━━━━━ Material shown ━━━━━

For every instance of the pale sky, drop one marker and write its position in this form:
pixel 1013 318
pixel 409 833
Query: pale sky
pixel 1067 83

━━━━━

Stated problem: Print every line of the listing above verbatim, with nothing changed.

Complete response:
For every instance of the pale sky, drop one marker and write its position in this form:
pixel 1013 318
pixel 409 833
Query: pale sky
pixel 1067 83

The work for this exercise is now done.